(Natural language region descriptions)
▼

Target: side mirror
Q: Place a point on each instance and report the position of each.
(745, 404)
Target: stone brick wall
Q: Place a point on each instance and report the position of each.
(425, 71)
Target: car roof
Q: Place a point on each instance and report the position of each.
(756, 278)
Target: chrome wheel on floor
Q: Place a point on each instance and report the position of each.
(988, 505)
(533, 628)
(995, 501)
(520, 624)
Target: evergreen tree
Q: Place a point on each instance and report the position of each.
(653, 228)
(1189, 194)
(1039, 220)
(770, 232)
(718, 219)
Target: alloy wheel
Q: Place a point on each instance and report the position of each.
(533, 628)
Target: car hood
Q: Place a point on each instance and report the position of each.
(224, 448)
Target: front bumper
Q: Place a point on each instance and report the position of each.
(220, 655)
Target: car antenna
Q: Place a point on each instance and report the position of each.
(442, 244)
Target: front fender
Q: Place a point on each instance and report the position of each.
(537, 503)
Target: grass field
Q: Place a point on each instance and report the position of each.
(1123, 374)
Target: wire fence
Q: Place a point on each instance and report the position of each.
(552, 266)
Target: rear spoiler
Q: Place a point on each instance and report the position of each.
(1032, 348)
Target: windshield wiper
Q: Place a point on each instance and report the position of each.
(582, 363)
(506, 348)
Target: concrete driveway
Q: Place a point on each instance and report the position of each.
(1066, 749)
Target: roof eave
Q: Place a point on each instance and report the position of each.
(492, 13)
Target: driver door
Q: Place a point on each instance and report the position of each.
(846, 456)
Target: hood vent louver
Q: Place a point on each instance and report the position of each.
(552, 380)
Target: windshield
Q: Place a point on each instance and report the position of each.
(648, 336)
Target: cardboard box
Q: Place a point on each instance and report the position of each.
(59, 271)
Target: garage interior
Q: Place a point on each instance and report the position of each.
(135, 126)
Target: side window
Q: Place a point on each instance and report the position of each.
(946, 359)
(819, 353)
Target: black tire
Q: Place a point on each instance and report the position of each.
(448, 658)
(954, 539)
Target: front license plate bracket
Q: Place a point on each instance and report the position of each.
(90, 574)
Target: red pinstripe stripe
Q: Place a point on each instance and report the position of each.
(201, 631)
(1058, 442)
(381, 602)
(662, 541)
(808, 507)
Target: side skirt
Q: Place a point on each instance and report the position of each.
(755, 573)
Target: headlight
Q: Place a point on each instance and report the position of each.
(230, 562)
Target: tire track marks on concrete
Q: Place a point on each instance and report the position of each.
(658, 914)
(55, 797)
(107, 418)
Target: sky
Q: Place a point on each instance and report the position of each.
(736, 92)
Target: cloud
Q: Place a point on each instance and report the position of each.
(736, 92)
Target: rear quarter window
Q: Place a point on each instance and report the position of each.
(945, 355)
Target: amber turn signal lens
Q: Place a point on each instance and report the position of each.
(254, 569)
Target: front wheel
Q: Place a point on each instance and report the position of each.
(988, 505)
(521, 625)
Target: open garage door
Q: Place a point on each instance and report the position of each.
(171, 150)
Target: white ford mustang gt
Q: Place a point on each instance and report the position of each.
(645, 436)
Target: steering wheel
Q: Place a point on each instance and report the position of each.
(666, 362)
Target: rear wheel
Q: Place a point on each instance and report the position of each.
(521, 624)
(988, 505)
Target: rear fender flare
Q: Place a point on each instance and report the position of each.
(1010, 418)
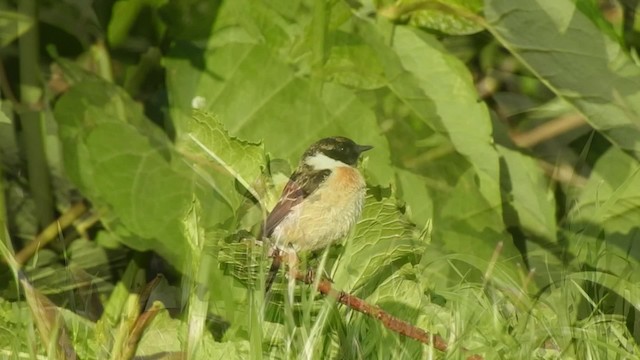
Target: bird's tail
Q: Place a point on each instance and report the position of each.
(273, 271)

▲

Please copy the data shown above, line by line and exactly, omitting the images.

Result of this task ->
Target: side mirror
Q: Place a point on each instance and report the position of each.
(745, 404)
Target: stone brick wall
Q: Place a point on each instance and report the position of each.
(425, 71)
Target: car roof
Q: Place a point on each instance and report the position of each.
(756, 278)
Target: chrome wheel on floor
Q: Place a point on each instance and report the position of each.
(988, 505)
(533, 628)
(995, 501)
(520, 624)
Target: evergreen tree
Q: Place a point on each instance and report the position of each.
(653, 228)
(1189, 194)
(1039, 220)
(770, 232)
(718, 219)
Target: alloy wheel
Q: Place a point on each instance and report the position of each.
(533, 628)
Target: car hood
Q: Place a point on each instance and report the position of each.
(224, 448)
Target: front bumper
Q: Place a point on each instance and report the position of each.
(220, 655)
Target: car antenna
Q: Place a point on each instance and report the position of each.
(442, 244)
Target: front fender
Q: Place a point on each instance and report the position of each.
(537, 503)
Target: grass field
Q: Place a point on each instance and report the position of each.
(1123, 374)
Target: wire fence
Q: Place a point on each instance and report the position of each.
(552, 266)
Target: rear spoiler
Q: Place a point on each instance and report the position of each.
(1032, 348)
Target: windshield wiper
Q: Place a point on each instance and report the position of each.
(582, 363)
(506, 348)
Target: concrete driveway
Q: Place a point on each instance and report the position of each.
(1066, 749)
Target: roof eave
Q: Place a point on each instance and report the position of each.
(492, 13)
Target: driver door
Q: Place a point on each instance and report the position of each.
(846, 456)
Target: hood vent louver
Q: Place a point on each instance and report the position of each.
(552, 380)
Target: windshield
Q: Place a point on each instance and report the position of each.
(648, 336)
Target: cardboard box
Q: Place a point on each instance and report the position of each.
(59, 271)
Target: garage interior
Q: Place a point on each instance and report the position of each.
(135, 126)
Target: side window
Q: Place a point on each instance and report the position of each.
(946, 359)
(819, 353)
Target: black tire
Q: Place a point on each instance and report the position of each.
(448, 658)
(954, 539)
Target: front license plate bracket
Q: Place a point on each instance and report the position of each.
(90, 574)
Target: red pinstripe stripe
Q: Place a point on each instance and report the position of each.
(201, 631)
(1058, 442)
(381, 602)
(662, 541)
(808, 507)
Target: side skirt
Q: Place a point on each instance and report the position of each.
(755, 573)
Target: headlight
Q: Place a point on each instance and report the position of each.
(230, 562)
Target: tire track marks on concrete
Q: Place a point on each instance and report the position of each.
(658, 914)
(55, 797)
(107, 418)
Target: sky
Q: Place a point on each instance and report the position of each.
(736, 92)
Target: cloud
Q: Place a point on each instance and report the position of each.
(736, 92)
Target: rear quarter window
Q: Place a point on each instance and report the position of each.
(945, 355)
Target: amber turn signal lens
Q: Place a point on each instance and report the position of each.
(254, 569)
Target: front wheel
Q: Place a point on each instance and report the position of each.
(988, 505)
(521, 625)
Target: open garage door
Q: Place a point on each instance and report the position of each.
(171, 150)
Target: white ford mustang gt
Q: Place a point on each instance and report the position of each.
(645, 436)
Target: steering wheel
Q: Place a point on each instance and report the position of each.
(666, 362)
Target: rear wheel
Q: Place a point on each instance and report the position of each.
(521, 624)
(988, 505)
Target: rear fender flare
Q: Place a point on each instance and report the position of each.
(1010, 418)
Target: bird's tail
Q: Place a point on each instance and report the position of each.
(273, 271)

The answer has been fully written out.